In Pocahontas the antagonist is the exploiter, the disrupter of natural order,
and the destroyer, and male. In Hercules he is the manipulator and
manifestation of evil. In Mulan he is represented as the mindless horde of
destroyers. In frozen he is the liar, the cheater, the bully. In Aladdin it is
the mustache-twirling, eye-rolling, leering, and old man.

There is a small minority of Disney movies that have a female antagonist, but
they are all version of the same evil witch stereotype. Old, infertile,
predator of children.

So what does this teach children about social behavior and crime? What about
who deserve sympathy and who is redeemable? About conflict resolution and
handling of blame?

Disney movies aren't the best places if we want to avoid stereotypes, and that
include the newer movies like Frozen.

------
mercutio2
This is a good and interesting article, with which I largely agree (I impose
more extreme limitations on princess products than this author is calling for,
in fact).

But this statement, which the author implies is problematic:

"A successful public life interferes in a woman’s private life."

Just seems true, regardless of whether you replace woman with person.

Pretending all adults have limitless capacity to be SuperFamily while
simultaneously being SuperWorkerBee just seems silly.

As it happens, I tend to think The Kids Are Alright is a pretty good way of
thinking about family/work compromises; it's mostly about adult's preference
to be all things to all people, not about kids' needs.

Data lines:
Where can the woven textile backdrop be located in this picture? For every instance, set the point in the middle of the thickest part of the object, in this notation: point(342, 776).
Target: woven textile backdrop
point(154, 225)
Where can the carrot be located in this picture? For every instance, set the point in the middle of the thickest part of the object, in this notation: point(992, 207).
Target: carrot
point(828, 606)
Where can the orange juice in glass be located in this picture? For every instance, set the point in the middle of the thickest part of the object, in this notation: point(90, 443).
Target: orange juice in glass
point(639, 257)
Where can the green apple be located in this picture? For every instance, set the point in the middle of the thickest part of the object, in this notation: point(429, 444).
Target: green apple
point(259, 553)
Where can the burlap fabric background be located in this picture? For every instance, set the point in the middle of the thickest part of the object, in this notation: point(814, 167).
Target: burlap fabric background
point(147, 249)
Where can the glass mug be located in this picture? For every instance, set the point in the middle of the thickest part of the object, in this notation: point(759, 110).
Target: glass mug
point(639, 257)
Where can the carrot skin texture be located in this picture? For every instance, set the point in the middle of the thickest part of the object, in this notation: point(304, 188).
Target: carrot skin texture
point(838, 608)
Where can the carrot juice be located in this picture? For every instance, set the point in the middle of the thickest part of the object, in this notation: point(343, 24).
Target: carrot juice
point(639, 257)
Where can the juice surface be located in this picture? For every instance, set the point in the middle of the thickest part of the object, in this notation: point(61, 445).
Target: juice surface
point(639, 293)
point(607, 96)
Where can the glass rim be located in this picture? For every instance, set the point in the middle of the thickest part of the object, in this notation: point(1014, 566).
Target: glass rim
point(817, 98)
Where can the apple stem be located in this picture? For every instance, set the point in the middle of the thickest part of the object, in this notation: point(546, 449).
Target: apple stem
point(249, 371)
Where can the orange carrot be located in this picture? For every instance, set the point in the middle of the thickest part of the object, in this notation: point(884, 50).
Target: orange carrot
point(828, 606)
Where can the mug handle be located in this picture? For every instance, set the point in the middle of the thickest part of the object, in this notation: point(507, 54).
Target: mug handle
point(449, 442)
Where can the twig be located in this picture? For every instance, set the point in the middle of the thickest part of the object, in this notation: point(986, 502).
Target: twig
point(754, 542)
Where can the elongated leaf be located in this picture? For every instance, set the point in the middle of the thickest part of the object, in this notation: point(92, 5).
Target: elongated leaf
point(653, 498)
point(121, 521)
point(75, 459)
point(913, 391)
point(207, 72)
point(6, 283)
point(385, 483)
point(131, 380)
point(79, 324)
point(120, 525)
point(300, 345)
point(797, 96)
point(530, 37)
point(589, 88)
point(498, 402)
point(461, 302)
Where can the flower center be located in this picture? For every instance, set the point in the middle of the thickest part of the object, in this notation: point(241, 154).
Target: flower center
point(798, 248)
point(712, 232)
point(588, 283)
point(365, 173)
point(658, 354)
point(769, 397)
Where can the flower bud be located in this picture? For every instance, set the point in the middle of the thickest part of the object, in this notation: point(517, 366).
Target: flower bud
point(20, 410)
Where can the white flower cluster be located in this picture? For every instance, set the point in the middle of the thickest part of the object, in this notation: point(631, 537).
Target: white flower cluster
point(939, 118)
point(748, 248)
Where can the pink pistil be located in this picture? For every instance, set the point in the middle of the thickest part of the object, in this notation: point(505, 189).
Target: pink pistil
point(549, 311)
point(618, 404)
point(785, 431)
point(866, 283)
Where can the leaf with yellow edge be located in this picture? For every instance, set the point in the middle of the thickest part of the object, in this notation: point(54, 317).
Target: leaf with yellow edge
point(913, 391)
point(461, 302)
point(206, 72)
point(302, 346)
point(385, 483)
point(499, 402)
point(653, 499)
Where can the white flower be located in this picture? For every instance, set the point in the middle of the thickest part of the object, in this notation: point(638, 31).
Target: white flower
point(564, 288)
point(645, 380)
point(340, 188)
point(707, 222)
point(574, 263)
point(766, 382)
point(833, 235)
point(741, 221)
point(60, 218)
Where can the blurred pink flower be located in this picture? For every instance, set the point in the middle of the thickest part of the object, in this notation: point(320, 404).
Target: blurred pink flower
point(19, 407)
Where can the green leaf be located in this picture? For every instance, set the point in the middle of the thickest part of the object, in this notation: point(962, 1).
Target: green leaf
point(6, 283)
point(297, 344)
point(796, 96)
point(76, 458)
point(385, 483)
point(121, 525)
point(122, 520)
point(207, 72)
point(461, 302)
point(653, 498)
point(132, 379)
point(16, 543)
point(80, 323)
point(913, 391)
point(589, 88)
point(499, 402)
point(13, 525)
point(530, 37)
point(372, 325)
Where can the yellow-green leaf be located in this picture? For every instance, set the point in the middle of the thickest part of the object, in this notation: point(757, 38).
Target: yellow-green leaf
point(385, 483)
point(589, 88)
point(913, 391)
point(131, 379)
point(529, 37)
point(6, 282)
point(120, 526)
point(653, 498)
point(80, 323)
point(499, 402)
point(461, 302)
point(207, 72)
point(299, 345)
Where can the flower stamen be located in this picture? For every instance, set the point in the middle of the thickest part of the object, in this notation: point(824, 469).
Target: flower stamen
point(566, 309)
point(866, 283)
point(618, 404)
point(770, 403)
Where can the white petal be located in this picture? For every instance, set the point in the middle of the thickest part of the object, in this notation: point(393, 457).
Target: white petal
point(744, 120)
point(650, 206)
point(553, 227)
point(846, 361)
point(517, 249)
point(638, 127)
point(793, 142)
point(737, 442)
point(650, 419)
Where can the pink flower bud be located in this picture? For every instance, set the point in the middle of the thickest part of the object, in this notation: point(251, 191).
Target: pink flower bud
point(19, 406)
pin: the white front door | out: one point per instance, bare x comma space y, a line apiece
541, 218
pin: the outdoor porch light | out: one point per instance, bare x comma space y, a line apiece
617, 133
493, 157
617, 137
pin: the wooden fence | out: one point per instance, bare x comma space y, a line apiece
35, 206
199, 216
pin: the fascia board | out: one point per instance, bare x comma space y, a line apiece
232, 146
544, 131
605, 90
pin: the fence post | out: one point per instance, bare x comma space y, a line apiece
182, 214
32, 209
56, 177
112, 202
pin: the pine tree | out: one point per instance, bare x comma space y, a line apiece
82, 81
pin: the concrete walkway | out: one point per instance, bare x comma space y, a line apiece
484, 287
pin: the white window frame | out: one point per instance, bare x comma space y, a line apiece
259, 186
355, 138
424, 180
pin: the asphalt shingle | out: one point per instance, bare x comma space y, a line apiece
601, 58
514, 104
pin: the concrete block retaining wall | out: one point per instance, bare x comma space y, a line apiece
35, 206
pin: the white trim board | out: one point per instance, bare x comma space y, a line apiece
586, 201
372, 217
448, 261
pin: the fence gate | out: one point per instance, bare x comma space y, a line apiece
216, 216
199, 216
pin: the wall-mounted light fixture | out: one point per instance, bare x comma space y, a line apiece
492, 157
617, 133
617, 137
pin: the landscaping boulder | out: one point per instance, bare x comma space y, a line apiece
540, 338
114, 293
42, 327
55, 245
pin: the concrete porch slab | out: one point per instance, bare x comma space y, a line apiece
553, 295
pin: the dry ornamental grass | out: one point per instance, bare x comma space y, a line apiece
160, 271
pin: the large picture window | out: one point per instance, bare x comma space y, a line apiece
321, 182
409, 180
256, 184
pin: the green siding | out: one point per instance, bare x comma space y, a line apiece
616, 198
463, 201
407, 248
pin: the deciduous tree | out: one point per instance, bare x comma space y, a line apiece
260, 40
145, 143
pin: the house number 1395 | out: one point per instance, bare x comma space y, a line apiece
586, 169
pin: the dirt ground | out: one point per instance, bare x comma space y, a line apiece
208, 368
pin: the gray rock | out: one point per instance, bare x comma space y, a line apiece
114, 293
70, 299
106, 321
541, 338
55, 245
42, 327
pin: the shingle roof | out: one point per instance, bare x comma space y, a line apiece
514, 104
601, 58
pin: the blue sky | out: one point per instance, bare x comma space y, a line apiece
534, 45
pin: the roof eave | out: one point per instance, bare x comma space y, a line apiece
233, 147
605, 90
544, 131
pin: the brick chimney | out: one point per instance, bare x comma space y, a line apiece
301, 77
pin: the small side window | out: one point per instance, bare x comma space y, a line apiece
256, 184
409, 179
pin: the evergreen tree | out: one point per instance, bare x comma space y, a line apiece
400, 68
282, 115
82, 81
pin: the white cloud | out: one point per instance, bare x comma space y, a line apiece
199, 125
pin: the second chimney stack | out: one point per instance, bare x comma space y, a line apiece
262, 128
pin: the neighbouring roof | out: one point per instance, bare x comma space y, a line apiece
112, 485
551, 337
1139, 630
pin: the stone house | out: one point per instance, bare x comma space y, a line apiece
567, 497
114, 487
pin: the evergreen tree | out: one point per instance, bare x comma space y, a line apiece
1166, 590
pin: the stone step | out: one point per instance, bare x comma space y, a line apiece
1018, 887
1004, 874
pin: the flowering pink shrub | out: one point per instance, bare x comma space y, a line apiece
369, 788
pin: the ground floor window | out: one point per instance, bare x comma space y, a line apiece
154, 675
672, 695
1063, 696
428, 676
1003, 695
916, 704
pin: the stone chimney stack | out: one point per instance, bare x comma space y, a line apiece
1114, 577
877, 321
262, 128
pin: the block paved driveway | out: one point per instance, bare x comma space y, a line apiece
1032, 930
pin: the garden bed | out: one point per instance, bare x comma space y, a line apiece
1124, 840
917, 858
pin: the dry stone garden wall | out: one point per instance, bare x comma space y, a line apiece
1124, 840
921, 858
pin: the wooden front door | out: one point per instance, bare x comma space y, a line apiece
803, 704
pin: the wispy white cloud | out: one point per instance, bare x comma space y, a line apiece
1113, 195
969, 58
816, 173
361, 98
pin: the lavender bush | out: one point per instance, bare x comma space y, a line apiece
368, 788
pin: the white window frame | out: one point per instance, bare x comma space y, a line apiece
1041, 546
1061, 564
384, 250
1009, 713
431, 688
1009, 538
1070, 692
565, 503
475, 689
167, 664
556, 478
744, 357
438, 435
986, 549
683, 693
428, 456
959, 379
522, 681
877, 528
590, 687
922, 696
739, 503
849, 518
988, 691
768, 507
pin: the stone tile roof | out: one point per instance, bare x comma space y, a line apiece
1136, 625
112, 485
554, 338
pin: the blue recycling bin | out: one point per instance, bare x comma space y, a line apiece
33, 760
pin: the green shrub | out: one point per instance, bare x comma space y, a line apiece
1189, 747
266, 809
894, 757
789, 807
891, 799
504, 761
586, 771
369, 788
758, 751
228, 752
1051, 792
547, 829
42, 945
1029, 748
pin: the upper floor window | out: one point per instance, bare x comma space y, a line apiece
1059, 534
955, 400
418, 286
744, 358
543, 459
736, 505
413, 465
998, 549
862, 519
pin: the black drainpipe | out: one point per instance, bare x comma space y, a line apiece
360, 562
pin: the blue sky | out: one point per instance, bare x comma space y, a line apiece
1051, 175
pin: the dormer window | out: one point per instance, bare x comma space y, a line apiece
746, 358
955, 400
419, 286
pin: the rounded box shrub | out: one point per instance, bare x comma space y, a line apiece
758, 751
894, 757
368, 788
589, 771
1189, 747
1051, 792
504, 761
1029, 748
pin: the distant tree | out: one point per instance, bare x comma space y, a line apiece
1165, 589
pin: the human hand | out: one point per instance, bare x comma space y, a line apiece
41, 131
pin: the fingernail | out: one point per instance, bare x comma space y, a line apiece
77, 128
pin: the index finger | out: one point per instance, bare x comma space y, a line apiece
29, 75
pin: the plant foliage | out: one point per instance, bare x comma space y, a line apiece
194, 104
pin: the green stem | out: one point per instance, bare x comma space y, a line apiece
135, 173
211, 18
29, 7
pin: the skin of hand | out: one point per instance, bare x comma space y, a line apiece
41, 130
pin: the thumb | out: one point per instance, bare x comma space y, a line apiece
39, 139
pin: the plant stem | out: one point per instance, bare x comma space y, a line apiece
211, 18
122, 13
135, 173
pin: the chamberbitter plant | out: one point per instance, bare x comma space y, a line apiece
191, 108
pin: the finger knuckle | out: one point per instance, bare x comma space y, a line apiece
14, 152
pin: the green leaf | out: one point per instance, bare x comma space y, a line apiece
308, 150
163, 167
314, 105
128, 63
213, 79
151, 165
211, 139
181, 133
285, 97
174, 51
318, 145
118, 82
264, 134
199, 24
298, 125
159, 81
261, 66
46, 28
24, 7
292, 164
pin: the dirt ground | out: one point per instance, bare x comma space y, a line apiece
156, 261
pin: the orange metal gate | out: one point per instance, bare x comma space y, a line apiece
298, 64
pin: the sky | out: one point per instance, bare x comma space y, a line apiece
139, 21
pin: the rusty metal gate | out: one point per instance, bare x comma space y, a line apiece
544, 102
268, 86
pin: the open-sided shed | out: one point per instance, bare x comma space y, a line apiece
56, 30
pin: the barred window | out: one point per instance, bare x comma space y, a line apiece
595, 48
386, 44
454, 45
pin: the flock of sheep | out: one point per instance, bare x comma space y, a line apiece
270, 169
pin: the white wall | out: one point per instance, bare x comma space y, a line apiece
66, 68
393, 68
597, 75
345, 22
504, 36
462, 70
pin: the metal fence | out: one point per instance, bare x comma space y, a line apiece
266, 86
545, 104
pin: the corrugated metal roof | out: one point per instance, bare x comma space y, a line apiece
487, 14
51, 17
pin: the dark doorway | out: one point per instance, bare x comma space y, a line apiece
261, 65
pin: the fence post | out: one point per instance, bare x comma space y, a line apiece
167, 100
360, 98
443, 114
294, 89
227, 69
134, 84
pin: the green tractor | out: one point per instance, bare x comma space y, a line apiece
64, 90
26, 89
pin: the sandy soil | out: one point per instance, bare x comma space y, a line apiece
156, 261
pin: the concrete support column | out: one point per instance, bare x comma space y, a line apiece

Objective:
Reproduce the forum discussion about Disney antagonists and stereotypes in full, word for word.

Solution for this task:
In Pocahontas the antagonist is the exploiter, the disrupter of natural order,
and the destroyer, and male. In Hercules he is the manipulator and
manifestation of evil. In Mulan he is represented as the mindless horde of
destroyers. In frozen he is the liar, the cheater, the bully. In Aladdin it is
the mustache-twirling, eye-rolling, leering, and old man.

There is a small minority of Disney movies that have a female antagonist, but
they are all version of the same evil witch stereotype. Old, infertile,
predator of children.

So what does this teach children about social behavior and crime? What about
who deserve sympathy and who is redeemable? About conflict resolution and
handling of blame?

Disney movies aren't the best places if we want to avoid stereotypes, and that
include the newer movies like Frozen.

------
mercutio2
This is a good and interesting article, with which I largely agree (I impose
more extreme limitations on princess products than this author is calling for,
in fact).

But this statement, which the author implies is problematic:

"A successful public life interferes in a woman’s private life."

Just seems true, regardless of whether you replace woman with person.

Pretending all adults have limitless capacity to be SuperFamily while
simultaneously being SuperWorkerBee just seems silly.

As it happens, I tend to think The Kids Are Alright is a pretty good way of
thinking about family/work compromises; it's mostly about adult's preference
to be all things to all people, not about kids' needs.